Consigne → Reprenez le passage du texte sur l'essentialisme qui s'ouvre sur les mots contenant « Une question très » et se termine par « d'un donné temporaire. », en renommant « l'arbre philosophique » en « l'édifice philosophique ».
───── Extrait du texte
Bonjour, bonsoir.
Une question très bête me travaille : peut-on "encore" être essentialiste aujourd'hui ? Sous-entendu : étant donné l'"état" de notre science et philosophie ?
Par "essentialisme" il ne faut pas étroitement entendre des positions strictement métaphysiques ou ontologiques indépendamment de tout autre champ, mais l'affirmation systématique concernant tous les étages de l'arbre philosophique, des principes premiers à la pratique (pour reprendre une image classique) : en cela son contraire est précisément l'"existentialisme" qui dit que "l'existence précède l'essence", et que l'"essence" n'est de toute façon jamais que l'abstraction commode d'un donné temporaire.
Je précise :
Une manière canonique d'introduire à la philosophie (et, du même coup, à son histoire), consiste à relire Platon contre les sophistes, c'est-à-dire à justifier "la Raison" contre l'opinion. Or il n'y a de science que du permanent ; la vérité ne saurait varier ; le monde sensible est diversité mouvante ; il faut remonter ou accéder aux idées, ou formes, ou essences des choses, et cetera. Bref : l'essence précède l'existence ; ou il n'y a pas de philosophie. (Pour ma part, je reste marqué sans retour par une telle introduction... hélas.)
──────────
───── Données fournies
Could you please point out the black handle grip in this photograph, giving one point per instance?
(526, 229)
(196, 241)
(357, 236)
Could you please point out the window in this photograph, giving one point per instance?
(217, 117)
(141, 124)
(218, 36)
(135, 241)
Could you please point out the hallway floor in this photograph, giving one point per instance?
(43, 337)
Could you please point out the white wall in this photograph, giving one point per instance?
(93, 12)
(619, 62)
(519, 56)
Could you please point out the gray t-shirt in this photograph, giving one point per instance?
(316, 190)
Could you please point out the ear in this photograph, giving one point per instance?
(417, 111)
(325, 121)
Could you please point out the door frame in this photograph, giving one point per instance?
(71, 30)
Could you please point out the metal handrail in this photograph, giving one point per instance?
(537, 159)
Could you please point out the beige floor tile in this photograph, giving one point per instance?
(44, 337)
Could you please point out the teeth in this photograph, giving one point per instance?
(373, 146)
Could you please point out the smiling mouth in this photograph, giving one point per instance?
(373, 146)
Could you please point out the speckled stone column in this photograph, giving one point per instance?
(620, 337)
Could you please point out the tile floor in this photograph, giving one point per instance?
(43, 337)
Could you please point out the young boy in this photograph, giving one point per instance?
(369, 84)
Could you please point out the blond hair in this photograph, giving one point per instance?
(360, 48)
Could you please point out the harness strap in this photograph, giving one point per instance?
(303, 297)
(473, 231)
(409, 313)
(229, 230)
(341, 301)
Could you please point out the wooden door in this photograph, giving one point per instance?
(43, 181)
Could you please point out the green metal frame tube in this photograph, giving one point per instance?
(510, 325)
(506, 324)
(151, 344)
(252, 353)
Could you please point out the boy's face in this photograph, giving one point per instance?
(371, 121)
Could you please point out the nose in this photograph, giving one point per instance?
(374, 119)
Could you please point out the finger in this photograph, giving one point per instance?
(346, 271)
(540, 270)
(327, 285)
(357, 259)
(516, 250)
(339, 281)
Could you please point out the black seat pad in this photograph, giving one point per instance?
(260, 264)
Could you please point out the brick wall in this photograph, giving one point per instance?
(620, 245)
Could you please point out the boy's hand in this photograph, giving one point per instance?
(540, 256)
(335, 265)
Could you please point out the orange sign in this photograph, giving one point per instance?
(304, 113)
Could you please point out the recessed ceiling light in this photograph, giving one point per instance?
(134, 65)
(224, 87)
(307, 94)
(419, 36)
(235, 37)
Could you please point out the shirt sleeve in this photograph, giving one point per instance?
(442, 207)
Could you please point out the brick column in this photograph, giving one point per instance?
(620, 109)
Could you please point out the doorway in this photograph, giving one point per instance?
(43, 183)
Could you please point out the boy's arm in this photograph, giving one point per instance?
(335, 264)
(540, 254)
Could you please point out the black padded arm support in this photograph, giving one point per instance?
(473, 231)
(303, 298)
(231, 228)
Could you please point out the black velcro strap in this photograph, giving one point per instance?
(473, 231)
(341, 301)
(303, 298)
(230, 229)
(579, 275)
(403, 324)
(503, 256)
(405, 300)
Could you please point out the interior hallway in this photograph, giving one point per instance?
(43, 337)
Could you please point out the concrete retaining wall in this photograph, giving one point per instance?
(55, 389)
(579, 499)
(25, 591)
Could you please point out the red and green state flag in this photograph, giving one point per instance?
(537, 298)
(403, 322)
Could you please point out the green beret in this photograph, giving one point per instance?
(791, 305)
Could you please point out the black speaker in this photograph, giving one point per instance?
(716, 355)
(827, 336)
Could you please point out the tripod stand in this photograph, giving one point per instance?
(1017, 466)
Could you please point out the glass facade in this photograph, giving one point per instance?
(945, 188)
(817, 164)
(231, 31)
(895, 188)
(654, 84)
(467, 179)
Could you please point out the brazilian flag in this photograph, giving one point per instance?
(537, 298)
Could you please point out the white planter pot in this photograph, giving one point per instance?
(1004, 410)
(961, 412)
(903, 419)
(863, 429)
──────────
Réponse à la consigne →
Une question très bête me travaille : peut-on "encore" être essentialiste aujourd'hui ? Sous-entendu : étant donné l'"état" de notre science et philosophie ?
Par "essentialisme" il ne faut pas étroitement entendre des positions strictement métaphysiques ou ontologiques indépendamment de tout autre champ, mais l'affirmation systématique concernant tous les étages de l'édifice philosophique, des principes premiers à la pratique (pour reprendre une image classique) : en cela son contraire est précisément l'"existentialisme" qui dit que "l'existence précède l'essence", et que l'"essence" n'est de toute façon jamais que l'abstraction commode d'un donné temporaire.